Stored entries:
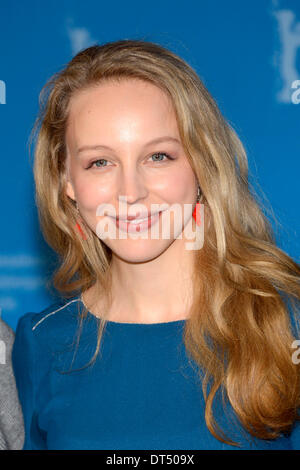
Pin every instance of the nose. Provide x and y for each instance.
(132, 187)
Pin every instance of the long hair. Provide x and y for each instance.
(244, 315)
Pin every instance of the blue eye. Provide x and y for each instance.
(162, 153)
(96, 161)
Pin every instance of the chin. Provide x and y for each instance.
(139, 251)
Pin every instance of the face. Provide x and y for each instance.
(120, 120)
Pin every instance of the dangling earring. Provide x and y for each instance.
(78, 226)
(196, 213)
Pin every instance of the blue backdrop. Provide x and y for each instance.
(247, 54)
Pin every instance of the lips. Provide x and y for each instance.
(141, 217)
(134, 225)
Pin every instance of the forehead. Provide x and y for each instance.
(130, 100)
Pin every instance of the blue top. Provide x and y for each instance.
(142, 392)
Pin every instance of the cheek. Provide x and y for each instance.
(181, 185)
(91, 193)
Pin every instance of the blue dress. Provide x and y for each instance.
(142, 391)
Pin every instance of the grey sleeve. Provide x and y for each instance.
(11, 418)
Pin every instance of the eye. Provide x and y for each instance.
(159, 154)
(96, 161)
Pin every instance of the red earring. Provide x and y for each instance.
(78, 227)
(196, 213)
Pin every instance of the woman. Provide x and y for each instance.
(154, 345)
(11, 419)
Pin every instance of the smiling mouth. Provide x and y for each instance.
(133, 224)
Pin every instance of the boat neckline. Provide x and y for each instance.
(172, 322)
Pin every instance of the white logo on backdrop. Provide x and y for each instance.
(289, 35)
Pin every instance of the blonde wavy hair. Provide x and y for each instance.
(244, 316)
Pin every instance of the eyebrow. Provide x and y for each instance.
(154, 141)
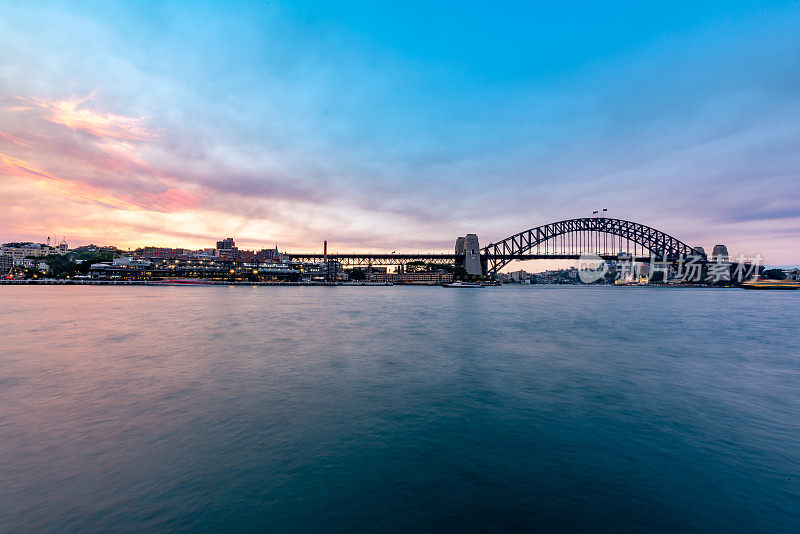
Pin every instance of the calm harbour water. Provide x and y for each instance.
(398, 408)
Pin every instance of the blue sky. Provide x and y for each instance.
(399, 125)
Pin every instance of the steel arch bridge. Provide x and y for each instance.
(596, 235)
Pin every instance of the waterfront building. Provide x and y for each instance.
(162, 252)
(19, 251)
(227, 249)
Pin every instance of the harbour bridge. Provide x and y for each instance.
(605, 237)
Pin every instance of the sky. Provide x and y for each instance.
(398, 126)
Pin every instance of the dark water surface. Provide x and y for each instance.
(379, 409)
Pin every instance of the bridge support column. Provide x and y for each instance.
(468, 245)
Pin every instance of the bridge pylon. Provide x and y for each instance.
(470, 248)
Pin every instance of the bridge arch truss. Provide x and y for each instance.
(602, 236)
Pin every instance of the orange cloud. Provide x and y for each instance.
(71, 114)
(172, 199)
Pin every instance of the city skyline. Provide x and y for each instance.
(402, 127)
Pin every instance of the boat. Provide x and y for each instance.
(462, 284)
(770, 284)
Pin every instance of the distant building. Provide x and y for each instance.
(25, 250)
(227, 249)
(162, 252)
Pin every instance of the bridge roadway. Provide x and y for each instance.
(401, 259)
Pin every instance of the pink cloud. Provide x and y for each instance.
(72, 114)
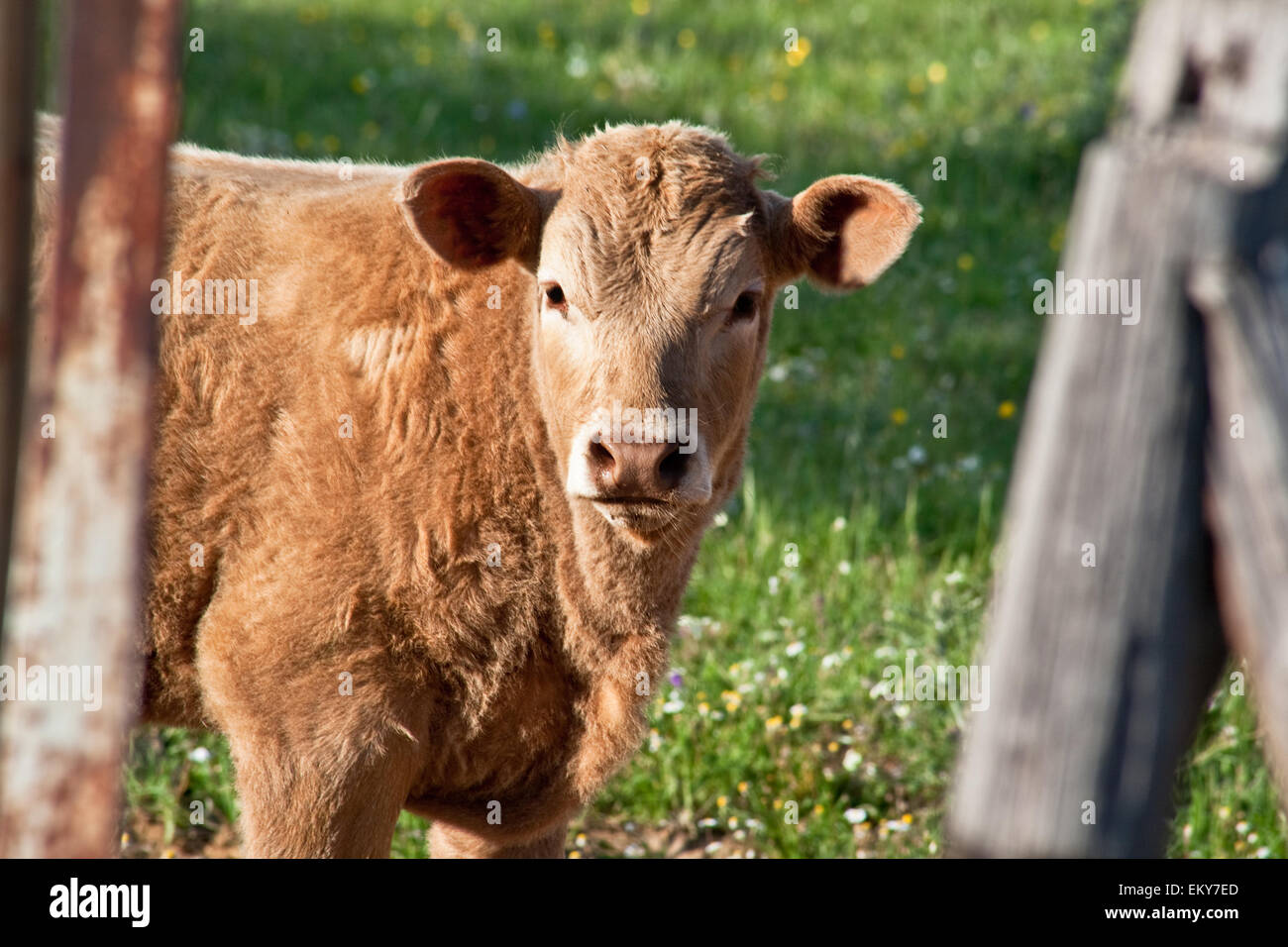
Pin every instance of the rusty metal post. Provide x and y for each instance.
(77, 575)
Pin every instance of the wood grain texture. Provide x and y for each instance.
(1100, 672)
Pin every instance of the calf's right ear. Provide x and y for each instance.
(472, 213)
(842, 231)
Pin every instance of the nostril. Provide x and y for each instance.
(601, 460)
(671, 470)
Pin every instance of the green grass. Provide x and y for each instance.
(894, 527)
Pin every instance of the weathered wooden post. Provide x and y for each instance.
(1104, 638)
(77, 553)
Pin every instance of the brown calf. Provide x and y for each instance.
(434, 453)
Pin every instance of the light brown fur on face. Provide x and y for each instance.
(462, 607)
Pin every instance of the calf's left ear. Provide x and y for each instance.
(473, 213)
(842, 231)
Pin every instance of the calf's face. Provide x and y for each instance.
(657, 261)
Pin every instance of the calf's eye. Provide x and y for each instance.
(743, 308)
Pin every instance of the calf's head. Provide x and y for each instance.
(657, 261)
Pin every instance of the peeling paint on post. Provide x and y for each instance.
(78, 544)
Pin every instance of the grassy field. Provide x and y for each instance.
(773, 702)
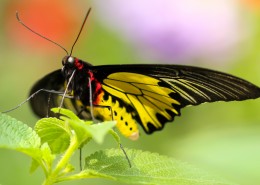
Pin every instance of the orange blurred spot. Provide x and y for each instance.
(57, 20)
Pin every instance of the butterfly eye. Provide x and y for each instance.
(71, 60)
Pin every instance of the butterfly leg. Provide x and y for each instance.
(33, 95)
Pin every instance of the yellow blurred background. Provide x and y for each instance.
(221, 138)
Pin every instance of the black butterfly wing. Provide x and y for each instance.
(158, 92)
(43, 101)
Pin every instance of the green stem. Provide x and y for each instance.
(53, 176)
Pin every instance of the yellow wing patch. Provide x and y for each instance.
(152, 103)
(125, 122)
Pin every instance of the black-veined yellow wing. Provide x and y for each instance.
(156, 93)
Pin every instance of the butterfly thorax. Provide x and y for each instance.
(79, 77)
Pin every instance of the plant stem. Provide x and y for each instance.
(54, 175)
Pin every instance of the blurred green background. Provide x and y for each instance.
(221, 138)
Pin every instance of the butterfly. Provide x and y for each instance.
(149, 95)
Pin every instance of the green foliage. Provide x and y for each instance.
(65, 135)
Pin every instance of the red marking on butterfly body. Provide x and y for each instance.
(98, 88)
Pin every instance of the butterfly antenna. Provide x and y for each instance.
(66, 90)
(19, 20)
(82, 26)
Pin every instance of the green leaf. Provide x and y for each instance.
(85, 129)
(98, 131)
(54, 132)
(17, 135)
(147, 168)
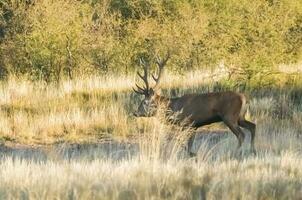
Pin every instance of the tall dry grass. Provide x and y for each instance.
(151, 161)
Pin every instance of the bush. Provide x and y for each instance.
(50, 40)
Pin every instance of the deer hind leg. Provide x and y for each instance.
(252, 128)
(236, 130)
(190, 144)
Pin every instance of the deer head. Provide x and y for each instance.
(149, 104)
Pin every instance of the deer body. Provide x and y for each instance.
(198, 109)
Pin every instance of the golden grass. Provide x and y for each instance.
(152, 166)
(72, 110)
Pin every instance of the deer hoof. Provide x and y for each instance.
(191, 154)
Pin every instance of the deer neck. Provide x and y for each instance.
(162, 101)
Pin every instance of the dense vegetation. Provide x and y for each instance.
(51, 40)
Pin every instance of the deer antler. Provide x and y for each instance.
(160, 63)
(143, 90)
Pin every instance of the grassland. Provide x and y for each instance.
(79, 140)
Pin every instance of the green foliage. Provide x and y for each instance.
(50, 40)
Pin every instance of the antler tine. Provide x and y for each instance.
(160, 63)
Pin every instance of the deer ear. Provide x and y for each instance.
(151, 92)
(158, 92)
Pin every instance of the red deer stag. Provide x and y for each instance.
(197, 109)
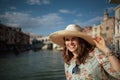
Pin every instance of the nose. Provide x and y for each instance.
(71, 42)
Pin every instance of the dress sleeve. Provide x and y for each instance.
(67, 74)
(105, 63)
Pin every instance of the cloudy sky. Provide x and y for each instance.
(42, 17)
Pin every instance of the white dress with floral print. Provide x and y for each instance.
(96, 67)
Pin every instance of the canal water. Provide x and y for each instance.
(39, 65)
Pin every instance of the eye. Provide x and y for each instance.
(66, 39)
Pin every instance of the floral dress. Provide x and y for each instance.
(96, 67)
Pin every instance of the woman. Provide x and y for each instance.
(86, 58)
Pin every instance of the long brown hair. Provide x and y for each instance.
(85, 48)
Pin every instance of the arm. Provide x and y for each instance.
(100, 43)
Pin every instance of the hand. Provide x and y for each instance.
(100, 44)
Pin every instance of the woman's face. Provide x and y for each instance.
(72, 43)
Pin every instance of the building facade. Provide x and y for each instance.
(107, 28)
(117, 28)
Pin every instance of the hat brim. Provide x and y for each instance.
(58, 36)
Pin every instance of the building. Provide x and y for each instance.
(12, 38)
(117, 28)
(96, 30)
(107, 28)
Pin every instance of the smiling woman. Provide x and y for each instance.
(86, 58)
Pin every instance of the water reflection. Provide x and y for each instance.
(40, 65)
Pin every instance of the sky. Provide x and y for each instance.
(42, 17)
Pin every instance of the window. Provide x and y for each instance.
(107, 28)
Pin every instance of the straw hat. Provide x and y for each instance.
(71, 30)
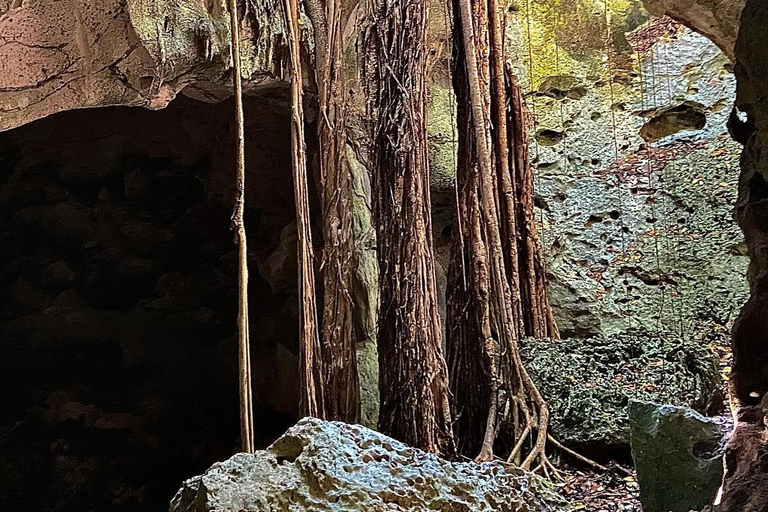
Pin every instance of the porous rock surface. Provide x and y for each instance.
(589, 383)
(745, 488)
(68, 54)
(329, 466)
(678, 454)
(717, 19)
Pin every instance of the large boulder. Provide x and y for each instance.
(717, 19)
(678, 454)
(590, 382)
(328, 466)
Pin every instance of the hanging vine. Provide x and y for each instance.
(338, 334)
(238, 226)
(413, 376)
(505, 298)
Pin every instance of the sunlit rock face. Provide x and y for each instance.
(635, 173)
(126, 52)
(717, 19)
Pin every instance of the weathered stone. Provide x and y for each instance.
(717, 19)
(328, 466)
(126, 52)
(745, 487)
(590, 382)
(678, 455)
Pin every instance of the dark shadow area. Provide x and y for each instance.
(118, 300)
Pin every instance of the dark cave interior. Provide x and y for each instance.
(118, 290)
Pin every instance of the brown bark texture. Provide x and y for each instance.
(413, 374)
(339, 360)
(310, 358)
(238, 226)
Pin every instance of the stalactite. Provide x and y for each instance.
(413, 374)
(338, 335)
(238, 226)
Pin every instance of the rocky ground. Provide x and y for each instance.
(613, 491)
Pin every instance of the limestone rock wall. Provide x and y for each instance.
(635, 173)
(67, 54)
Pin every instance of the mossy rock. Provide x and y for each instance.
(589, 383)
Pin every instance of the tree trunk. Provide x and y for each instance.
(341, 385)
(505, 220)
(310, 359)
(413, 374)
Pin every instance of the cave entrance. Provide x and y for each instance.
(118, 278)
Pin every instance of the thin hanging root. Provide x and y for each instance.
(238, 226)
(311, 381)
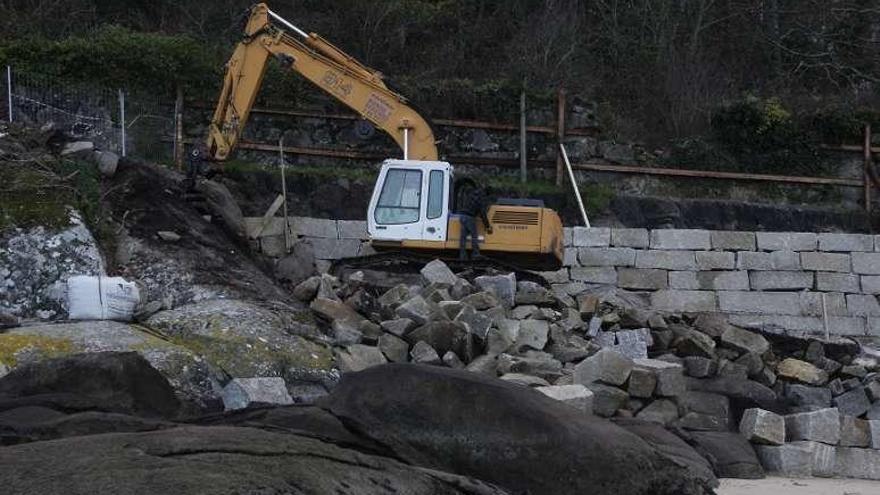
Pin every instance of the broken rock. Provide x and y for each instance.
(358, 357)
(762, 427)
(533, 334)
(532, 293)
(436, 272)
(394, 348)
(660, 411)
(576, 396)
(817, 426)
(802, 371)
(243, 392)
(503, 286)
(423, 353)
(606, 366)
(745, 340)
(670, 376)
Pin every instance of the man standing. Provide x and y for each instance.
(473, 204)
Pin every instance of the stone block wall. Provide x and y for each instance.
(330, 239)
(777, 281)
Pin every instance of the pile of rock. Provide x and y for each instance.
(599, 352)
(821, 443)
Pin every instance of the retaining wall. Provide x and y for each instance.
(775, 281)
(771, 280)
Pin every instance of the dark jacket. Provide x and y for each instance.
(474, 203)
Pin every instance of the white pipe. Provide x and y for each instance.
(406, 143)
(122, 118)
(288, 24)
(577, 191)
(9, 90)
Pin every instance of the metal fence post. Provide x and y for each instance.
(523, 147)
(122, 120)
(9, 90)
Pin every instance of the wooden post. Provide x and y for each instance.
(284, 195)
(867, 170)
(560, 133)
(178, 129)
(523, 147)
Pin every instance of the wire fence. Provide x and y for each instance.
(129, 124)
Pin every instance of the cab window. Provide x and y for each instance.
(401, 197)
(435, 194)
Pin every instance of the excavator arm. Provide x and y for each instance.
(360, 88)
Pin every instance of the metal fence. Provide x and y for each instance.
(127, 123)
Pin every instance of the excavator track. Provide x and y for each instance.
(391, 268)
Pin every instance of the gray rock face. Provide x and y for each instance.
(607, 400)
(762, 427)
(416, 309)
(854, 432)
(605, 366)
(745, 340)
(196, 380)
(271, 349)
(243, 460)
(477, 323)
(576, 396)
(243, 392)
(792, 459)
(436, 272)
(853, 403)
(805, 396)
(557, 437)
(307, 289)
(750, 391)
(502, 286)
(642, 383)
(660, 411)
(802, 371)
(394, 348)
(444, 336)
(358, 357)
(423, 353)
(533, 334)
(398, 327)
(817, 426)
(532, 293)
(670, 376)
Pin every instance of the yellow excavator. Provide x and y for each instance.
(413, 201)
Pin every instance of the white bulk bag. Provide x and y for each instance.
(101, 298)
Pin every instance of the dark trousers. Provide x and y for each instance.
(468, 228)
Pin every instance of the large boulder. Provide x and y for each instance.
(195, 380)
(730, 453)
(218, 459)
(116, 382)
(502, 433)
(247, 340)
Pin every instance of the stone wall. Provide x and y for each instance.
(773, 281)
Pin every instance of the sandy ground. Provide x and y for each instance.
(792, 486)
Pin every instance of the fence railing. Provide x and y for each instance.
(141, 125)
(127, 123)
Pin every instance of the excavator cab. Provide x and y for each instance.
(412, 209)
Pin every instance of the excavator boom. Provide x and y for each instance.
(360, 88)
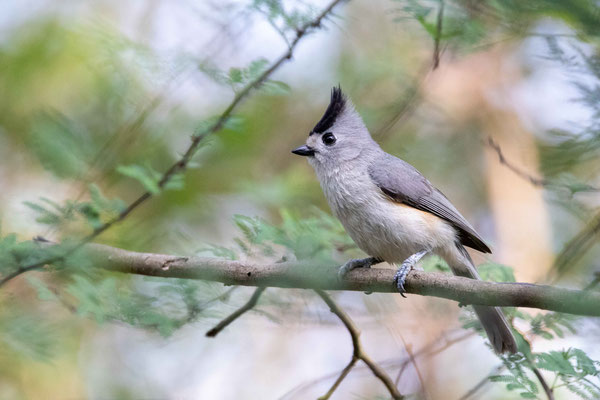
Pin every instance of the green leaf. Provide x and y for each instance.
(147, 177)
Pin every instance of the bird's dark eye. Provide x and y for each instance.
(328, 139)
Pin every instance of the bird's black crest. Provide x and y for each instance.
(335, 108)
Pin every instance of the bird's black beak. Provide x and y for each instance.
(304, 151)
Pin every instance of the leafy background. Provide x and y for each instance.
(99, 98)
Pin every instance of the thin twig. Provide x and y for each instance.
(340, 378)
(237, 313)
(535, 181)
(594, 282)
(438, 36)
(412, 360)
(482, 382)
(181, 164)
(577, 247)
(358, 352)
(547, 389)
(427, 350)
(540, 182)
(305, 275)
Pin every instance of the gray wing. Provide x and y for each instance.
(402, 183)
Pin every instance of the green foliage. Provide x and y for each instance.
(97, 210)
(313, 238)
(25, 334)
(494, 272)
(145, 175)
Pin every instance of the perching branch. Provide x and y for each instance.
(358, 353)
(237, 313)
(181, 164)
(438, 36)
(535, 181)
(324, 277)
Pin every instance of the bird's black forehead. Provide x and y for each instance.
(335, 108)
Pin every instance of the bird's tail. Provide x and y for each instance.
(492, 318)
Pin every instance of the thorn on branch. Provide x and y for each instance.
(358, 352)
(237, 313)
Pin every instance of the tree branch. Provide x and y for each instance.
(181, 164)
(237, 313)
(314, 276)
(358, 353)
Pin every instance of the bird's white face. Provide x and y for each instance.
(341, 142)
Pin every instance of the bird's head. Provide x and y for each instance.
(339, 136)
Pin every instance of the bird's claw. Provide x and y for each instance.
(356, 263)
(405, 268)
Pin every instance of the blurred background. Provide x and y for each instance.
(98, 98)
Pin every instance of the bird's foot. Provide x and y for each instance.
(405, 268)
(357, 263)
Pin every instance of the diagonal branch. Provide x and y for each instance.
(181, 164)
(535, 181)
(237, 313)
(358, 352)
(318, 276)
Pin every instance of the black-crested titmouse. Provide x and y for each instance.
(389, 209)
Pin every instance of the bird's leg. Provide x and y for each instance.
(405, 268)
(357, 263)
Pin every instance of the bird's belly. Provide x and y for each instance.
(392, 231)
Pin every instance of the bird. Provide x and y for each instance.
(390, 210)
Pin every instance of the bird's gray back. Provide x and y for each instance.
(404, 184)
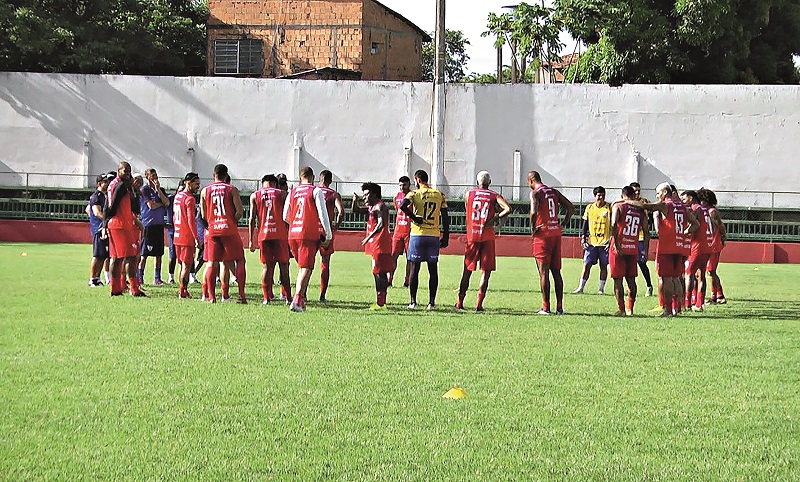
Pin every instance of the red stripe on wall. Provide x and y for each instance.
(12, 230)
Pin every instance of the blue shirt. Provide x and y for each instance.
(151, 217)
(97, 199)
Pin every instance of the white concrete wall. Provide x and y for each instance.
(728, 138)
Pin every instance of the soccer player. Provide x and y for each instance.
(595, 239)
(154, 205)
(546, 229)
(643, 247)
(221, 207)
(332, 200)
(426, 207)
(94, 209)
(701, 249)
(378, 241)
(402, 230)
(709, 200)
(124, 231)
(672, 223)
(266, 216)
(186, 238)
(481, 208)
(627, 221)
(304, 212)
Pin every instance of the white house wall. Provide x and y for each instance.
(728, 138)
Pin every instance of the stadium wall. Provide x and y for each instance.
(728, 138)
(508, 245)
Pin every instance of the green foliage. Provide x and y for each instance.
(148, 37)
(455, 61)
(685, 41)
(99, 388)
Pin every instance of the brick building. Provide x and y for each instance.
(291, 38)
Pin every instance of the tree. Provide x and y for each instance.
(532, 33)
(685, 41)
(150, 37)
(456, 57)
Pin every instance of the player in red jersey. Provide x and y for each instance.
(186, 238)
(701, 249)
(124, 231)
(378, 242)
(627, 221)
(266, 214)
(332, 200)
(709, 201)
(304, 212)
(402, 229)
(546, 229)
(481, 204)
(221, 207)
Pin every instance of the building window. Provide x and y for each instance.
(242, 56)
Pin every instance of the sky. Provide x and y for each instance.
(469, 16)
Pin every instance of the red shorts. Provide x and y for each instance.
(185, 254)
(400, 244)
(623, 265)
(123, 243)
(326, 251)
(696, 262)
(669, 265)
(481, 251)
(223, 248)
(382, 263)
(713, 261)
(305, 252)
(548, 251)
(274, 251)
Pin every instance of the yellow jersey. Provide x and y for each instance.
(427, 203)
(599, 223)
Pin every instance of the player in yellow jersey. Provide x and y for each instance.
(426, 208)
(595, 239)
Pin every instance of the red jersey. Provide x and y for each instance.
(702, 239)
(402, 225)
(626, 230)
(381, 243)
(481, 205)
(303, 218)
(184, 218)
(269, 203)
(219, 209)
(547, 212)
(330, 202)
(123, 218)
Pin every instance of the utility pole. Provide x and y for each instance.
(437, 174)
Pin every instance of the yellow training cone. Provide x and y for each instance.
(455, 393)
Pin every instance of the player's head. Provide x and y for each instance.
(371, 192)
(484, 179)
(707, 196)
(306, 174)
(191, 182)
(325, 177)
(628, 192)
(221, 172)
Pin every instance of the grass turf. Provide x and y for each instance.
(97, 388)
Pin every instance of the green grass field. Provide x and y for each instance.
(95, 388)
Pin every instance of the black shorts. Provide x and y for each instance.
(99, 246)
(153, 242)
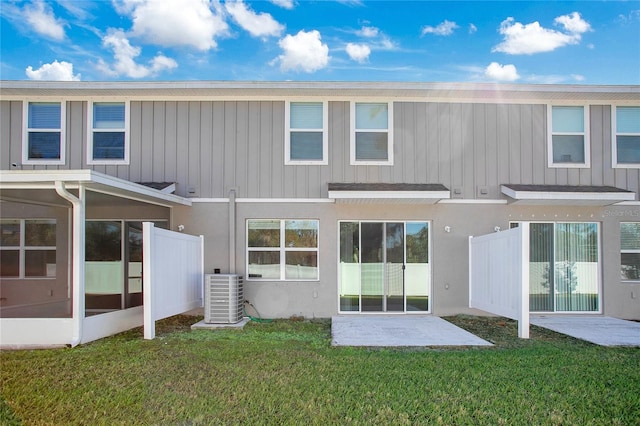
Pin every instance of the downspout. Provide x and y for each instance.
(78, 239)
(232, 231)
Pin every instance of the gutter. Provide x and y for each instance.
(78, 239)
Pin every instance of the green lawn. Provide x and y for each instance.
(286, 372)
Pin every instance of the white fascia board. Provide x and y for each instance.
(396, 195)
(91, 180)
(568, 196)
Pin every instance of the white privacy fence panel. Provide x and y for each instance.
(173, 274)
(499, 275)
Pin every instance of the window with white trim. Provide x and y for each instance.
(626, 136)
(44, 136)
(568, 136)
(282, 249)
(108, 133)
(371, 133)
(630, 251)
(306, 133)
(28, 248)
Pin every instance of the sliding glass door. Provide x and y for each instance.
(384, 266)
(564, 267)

• Task description: Output only the lines from the one that contains "Pin every instance of the player in yellow" to the end of the entries above, both end lines included, and drop the pictures.

• Written response:
Pin every instance of the player in yellow jersey. Provide x and y for each instance.
(426, 208)
(595, 239)
Pin every instance of the red jersey. Provide x and y for each instance.
(702, 239)
(402, 225)
(626, 230)
(381, 243)
(481, 205)
(303, 218)
(184, 218)
(269, 203)
(219, 209)
(547, 212)
(330, 202)
(123, 218)
Pin every instance of the utility pole. Provide x and y for each instance.
(437, 174)
Pin every instance of the yellow training cone. Provide x and y for each instance.
(455, 393)
Pin every instance of the player's head. Provide x and y for each instance.
(371, 192)
(484, 179)
(707, 196)
(306, 174)
(191, 182)
(325, 177)
(628, 192)
(221, 172)
Pin every instance of the grass turf. Provide x and y for each instance.
(97, 388)
Pin every instance of the green grass field. Provide x and y for each instance.
(95, 388)
Pin every instance of the black shorts. Provide x and y for each instance.
(99, 246)
(153, 242)
Pin every instance of the downspout. Provide x and y for each instance.
(78, 239)
(232, 231)
Pin every instance of the gutter. Provide x and y for each instance.
(78, 239)
Pin every instance of the green lawn. Provide x and y for each instance.
(286, 372)
Pin every instance of the white fascia board. Provide x and y for each instance.
(396, 195)
(91, 180)
(568, 196)
Pin every instance of the white privacy fence panel. Provide x and y for each instance.
(173, 274)
(499, 275)
Pin every instance of the window with white trim. Provide x and y for each instance.
(626, 136)
(44, 136)
(568, 136)
(282, 249)
(108, 133)
(371, 133)
(630, 251)
(306, 133)
(28, 248)
Pin every instance of the sliding glass door. Provide x and y for each instance.
(384, 266)
(564, 267)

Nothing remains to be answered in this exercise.